WORK TO BE COMPLETED: Please copy out these records line for line, with no changes.

Collected data entries:
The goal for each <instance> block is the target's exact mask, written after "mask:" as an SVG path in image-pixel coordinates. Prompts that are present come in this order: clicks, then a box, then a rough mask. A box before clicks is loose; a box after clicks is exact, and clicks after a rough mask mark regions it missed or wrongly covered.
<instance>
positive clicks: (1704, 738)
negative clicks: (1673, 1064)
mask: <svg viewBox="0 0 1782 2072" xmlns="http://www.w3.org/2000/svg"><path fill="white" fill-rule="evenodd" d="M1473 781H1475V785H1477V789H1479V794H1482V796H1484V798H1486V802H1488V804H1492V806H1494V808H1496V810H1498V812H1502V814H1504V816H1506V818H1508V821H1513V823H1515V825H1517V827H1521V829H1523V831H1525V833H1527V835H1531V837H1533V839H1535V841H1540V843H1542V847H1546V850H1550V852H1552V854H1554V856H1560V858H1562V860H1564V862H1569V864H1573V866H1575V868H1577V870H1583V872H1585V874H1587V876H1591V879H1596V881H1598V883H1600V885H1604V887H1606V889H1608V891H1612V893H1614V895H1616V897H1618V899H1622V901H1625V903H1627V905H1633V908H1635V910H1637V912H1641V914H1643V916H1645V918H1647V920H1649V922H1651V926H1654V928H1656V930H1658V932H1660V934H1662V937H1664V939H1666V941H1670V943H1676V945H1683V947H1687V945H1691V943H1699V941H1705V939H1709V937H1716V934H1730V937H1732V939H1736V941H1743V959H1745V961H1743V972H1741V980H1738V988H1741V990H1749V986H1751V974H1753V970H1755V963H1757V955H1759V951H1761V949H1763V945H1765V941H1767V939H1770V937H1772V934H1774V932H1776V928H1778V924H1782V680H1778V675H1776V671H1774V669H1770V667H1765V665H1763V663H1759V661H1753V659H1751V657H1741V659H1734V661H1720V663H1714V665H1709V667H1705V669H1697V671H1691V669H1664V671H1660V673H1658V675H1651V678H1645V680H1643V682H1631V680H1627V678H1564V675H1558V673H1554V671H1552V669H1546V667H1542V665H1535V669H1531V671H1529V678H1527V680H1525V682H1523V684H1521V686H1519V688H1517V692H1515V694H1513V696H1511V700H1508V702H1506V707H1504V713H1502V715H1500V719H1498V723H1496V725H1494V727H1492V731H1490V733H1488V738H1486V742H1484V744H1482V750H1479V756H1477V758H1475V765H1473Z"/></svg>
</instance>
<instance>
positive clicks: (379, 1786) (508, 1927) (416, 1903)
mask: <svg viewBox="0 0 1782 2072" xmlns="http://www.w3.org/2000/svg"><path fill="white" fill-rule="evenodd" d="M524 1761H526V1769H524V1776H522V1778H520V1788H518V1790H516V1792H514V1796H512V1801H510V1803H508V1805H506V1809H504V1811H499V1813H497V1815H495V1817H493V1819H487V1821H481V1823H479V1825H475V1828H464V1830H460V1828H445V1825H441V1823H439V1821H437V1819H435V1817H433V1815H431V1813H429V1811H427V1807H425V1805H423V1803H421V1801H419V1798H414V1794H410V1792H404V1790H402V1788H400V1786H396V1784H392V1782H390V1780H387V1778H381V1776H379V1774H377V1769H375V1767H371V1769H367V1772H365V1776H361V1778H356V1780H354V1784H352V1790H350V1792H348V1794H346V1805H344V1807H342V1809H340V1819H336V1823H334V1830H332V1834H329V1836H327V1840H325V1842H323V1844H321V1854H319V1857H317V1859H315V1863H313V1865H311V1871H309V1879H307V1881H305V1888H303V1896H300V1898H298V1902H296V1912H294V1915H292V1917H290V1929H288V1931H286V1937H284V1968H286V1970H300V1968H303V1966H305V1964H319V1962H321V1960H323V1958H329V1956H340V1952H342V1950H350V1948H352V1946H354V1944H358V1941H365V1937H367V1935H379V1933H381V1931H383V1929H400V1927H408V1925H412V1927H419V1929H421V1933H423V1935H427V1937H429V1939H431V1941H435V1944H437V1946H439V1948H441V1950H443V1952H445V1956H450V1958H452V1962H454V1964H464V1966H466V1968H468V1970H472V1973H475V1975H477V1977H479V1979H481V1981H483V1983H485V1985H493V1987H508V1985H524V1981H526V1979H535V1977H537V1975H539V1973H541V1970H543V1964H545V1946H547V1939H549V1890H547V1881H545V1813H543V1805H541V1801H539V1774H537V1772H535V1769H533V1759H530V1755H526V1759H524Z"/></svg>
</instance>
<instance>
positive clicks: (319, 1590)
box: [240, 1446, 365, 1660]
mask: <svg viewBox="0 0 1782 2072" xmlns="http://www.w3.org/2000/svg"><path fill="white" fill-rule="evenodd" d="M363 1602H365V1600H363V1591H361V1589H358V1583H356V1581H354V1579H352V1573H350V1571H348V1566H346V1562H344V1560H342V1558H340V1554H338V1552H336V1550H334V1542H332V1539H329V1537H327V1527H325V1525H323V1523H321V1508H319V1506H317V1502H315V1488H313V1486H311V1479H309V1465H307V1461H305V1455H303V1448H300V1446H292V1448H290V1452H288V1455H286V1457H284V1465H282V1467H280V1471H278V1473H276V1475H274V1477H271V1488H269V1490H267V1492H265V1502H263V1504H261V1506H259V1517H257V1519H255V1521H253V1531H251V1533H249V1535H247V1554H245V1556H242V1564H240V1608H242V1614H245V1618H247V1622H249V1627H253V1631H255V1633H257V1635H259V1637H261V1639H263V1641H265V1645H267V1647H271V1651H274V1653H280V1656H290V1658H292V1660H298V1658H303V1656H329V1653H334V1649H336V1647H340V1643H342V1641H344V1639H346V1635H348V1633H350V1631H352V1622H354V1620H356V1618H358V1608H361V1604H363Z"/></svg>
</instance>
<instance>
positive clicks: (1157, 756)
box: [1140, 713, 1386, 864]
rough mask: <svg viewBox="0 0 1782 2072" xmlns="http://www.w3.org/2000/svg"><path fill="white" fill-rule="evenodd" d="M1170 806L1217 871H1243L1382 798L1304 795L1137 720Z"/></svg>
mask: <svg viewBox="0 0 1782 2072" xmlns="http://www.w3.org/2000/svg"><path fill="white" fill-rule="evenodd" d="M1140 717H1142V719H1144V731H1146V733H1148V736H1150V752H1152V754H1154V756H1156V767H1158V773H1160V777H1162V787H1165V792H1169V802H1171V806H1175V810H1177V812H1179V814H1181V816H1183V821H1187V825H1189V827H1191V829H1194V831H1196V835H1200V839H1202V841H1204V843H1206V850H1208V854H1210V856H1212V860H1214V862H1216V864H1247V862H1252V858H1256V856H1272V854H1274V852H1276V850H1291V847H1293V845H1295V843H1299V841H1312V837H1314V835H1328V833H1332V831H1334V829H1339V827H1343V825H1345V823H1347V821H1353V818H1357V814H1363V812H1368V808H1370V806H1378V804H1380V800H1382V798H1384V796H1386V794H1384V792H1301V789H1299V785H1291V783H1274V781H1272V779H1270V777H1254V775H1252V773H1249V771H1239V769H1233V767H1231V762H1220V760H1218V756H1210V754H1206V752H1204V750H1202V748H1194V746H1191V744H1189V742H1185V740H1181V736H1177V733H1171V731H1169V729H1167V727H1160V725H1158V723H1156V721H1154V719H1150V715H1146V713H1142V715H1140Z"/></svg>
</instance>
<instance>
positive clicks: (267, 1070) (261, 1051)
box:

EXERCISE ANSWER:
The goal for each <instance> block is the target's exact mask, written after "mask:" as an SVG path in image-pixel coordinates. Prompts that are present come in this order: clicks, then a box, then a rough mask. A box before clicks is loose; a box after clicks is exact, and clicks after a rough mask mark regions it missed or wrongly covered.
<instance>
positive clicks: (1704, 738)
negative clicks: (1673, 1064)
mask: <svg viewBox="0 0 1782 2072" xmlns="http://www.w3.org/2000/svg"><path fill="white" fill-rule="evenodd" d="M1473 781H1475V785H1477V789H1479V794H1482V796H1484V798H1486V802H1488V804H1492V806H1494V808H1496V810H1498V812H1502V814H1504V816H1506V818H1508V821H1513V823H1515V825H1517V827H1521V829H1523V831H1525V833H1527V835H1531V837H1533V839H1535V841H1540V843H1542V847H1546V850H1550V852H1552V854H1554V856H1560V858H1562V860H1564V862H1569V864H1573V866H1575V868H1577V870H1583V872H1585V874H1587V876H1591V879H1596V881H1598V883H1600V885H1604V887H1606V889H1608V891H1612V893H1614V895H1616V897H1618V899H1622V901H1625V903H1627V905H1633V908H1635V910H1637V912H1641V914H1643V916H1645V918H1647V920H1649V922H1651V926H1654V928H1656V930H1658V932H1660V934H1662V937H1664V939H1666V941H1670V943H1676V945H1683V947H1687V945H1691V943H1699V941H1705V939H1709V937H1716V934H1730V937H1732V939H1736V941H1743V959H1745V961H1743V972H1741V980H1738V988H1741V990H1749V986H1751V974H1753V970H1755V963H1757V955H1759V951H1761V949H1763V945H1765V941H1767V939H1770V937H1772V934H1774V932H1776V928H1778V924H1782V680H1778V675H1776V671H1774V669H1770V667H1765V665H1763V663H1759V661H1753V659H1751V657H1741V659H1734V661H1720V663H1714V665H1709V667H1705V669H1697V671H1691V669H1664V671H1660V673H1658V675H1651V678H1645V680H1643V682H1631V680H1627V678H1564V675H1558V673H1554V671H1552V669H1546V667H1542V665H1535V669H1531V671H1529V678H1527V680H1525V682H1523V684H1521V686H1519V688H1517V692H1515V694H1513V696H1511V700H1508V702H1506V707H1504V713H1502V715H1500V719H1498V723H1496V725H1494V727H1492V731H1490V733H1488V738H1486V742H1484V744H1482V750H1479V756H1477V758H1475V765H1473Z"/></svg>
</instance>
<instance>
positive clicks: (379, 1786) (508, 1927) (416, 1903)
mask: <svg viewBox="0 0 1782 2072" xmlns="http://www.w3.org/2000/svg"><path fill="white" fill-rule="evenodd" d="M524 1761H526V1769H524V1776H522V1778H520V1788H518V1790H516V1792H514V1796H512V1801H510V1803H508V1805H506V1809H504V1811H499V1813H497V1815H495V1817H493V1819H487V1821H481V1823H479V1825H475V1828H464V1830H460V1828H445V1825H441V1823H439V1821H437V1819H435V1817H433V1815H431V1813H429V1811H427V1807H425V1805H423V1803H421V1801H419V1798H414V1794H410V1792H404V1790H402V1788H400V1786H396V1784H392V1782H390V1780H387V1778H381V1776H379V1774H377V1769H375V1767H371V1769H367V1772H365V1776H361V1778H356V1780H354V1784H352V1790H350V1792H348V1794H346V1805H344V1807H342V1809H340V1819H336V1823H334V1830H332V1834H329V1836H327V1840H325V1842H323V1844H321V1854H319V1857H317V1859H315V1863H313V1865H311V1871H309V1879H307V1881H305V1888H303V1896H300V1898H298V1902H296V1912H294V1915H292V1917H290V1929H288V1931H286V1937H284V1968H286V1970H300V1968H303V1966H305V1964H319V1962H321V1960H323V1958H329V1956H340V1952H342V1950H350V1948H352V1946H354V1944H358V1941H365V1937H367V1935H379V1933H381V1931H383V1929H400V1927H408V1925H412V1927H419V1929H421V1933H423V1935H427V1937H429V1939H431V1941H435V1944H437V1946H439V1948H441V1950H443V1952H445V1956H450V1958H452V1962H454V1964H464V1966H466V1968H468V1970H472V1973H475V1975H477V1977H479V1979H481V1981H483V1983H485V1985H493V1987H508V1985H524V1981H526V1979H535V1977H537V1975H539V1973H541V1970H543V1964H545V1946H547V1939H549V1890H547V1881H545V1813H543V1805H541V1801H539V1774H537V1772H535V1769H533V1759H530V1755H526V1759H524Z"/></svg>
</instance>
<instance>
positive clicks: (319, 1590)
box: [240, 1446, 365, 1660]
mask: <svg viewBox="0 0 1782 2072" xmlns="http://www.w3.org/2000/svg"><path fill="white" fill-rule="evenodd" d="M363 1602H365V1600H363V1591H361V1589H358V1583H356V1581H354V1579H352V1573H350V1571H348V1566H346V1562H344V1560H342V1558H340V1554H338V1552H336V1550H334V1542H332V1539H329V1537H327V1527H325V1525H323V1523H321V1508H319V1506H317V1502H315V1488H313V1486H311V1479H309V1465H307V1461H305V1455H303V1448H300V1446H292V1448H290V1452H288V1455H286V1457H284V1465H282V1467H280V1471H278V1473H276V1475H274V1477H271V1488H269V1490H267V1492H265V1502H263V1504H261V1506H259V1517H257V1519H255V1521H253V1531H251V1533H249V1535H247V1554H245V1556H242V1564H240V1608H242V1614H245V1618H247V1622H249V1627H253V1631H255V1633H257V1635H259V1637H261V1639H263V1641H265V1645H267V1647H271V1651H274V1653H280V1656H290V1658H292V1660H298V1658H303V1656H329V1653H334V1649H336V1647H340V1643H342V1641H344V1639H346V1635H348V1633H350V1631H352V1622H354V1620H356V1618H358V1608H361V1604H363Z"/></svg>
</instance>
<instance>
positive clicks: (1157, 756)
box: [1140, 713, 1386, 864]
rough mask: <svg viewBox="0 0 1782 2072" xmlns="http://www.w3.org/2000/svg"><path fill="white" fill-rule="evenodd" d="M1170 806L1217 871H1243L1382 798L1304 795L1137 720Z"/></svg>
mask: <svg viewBox="0 0 1782 2072" xmlns="http://www.w3.org/2000/svg"><path fill="white" fill-rule="evenodd" d="M1140 717H1142V719H1144V731H1146V733H1148V736H1150V752H1152V754H1154V756H1156V767H1158V773H1160V777H1162V787H1165V792H1169V802H1171V806H1175V810H1177V812H1179V814H1181V816H1183V821H1187V825H1189V827H1191V829H1194V831H1196V835H1200V839H1202V841H1204V843H1206V850H1208V854H1210V856H1212V860H1214V862H1216V864H1247V862H1252V858H1256V856H1272V854H1274V852H1276V850H1291V847H1293V845H1295V843H1299V841H1312V837H1314V835H1328V833H1332V831H1334V829H1339V827H1343V825H1345V823H1347V821H1353V818H1357V814H1363V812H1368V808H1370V806H1378V804H1380V800H1382V798H1384V796H1386V794H1384V792H1301V789H1299V785H1291V783H1274V781H1272V779H1270V777H1254V775H1252V773H1249V771H1239V769H1233V767H1231V762H1220V760H1218V756H1210V754H1206V752H1204V750H1202V748H1194V746H1191V744H1189V742H1185V740H1181V736H1177V733H1171V731H1169V729H1167V727H1160V725H1158V723H1156V721H1154V719H1150V715H1146V713H1142V715H1140Z"/></svg>
</instance>
<instance>
positive clicks: (267, 1070) (261, 1051)
box:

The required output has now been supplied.